Document extract –
___

Importance of Special Education: Addressing the Work of Education Assistants in BC

“All students should have equitable access to learning, opportunities for achievement, and the pursuit of excellence in all aspects of their educational programs.” This is how the BC Government talks about their inclusive education resources and strategies.

The province of BC, alongside other Canadian provinces, continue to stand strong in expressing the desire to make education accessible to students with special needs. It comes as no surprise that Special Education Assistants are in demand in educational settings: they have the skills and experiences to facilitate learning for individuals with one or more disabilities. It is also a well-earning occupation, with the median salary of $23.21 across Canada.

As more education assistants (EAs) are finding themselves teaching in diverse classrooms that include children with special needs, more conversations are sparked on the topics of class preparation and extra work for EAs. “There is a responsibility to ensure that each child has the opportunity to reach their potential as a student,” shares one of the Education Assistants BC. Another educational assistant notes:

“Achievements are happening because of the extra work being put in.”

We definitely need to recognize this work.

Recognizing the Need for Special Education Assistants

In April 2009, John D. Malcolmson (Ph.D.), a research representative for CUPE, BC Region, published findings from survey research into the working conditions of EAs in BC. The report is titled Recognition & Respect: Addressing the Unpaid Work of Education Assistants in BC.

Suzanne Adams, Program Developer and Instructor at Ashton College in Abbotsford, BC, read this report and recognized the importance of educational qualifications and interests of the EA workforce. “This report was the basic foundational tool that I used to build programs that addressed the training needs for EAs in 2009,” she shares. “Today, 8 years later, this report and the ongoing conversations with the school districts in the Fraser Valley give a renewed relevance to what was needed as our Special Education Assistant course was developed at Ashton College.”

___

Excerpted data –
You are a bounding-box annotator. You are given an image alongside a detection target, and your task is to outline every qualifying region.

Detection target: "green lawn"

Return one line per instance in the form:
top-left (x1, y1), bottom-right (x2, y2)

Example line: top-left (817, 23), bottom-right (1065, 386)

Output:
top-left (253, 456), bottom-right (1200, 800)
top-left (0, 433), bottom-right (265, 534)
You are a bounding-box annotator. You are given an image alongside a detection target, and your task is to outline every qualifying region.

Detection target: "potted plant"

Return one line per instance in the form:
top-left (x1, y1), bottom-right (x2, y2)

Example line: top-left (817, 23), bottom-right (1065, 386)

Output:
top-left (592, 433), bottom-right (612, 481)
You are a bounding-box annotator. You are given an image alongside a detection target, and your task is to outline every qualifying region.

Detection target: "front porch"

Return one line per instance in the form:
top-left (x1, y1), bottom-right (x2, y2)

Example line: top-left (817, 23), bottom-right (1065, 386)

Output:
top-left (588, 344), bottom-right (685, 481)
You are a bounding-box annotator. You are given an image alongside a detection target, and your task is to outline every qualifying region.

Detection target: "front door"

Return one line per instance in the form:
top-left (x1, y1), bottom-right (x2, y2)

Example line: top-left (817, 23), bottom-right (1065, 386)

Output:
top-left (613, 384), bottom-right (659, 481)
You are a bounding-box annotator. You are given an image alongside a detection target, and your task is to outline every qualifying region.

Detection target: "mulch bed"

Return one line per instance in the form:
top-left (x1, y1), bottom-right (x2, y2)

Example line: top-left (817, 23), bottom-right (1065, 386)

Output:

___

Work request 1 –
In the article on education assistants in BC, translate this sentence into French: "We definitely need to recognize this work."
Work request 2 –
From the article on education assistants in BC, copy out the part that opens with the words containing "Recognizing the Need" and closes with "Assistants in BC.".

Result 1 –
Nous devons absolument reconnaître ce travail.

Result 2 –
Recognizing the Need for Special Education Assistants

In April 2009, John D. Malcolmson (Ph.D.), a research representative for CUPE, BC Region, published findings from survey research into the working conditions of EAs in BC. The report is titled Recognition & Respect: Addressing the Unpaid Work of Education Assistants in BC.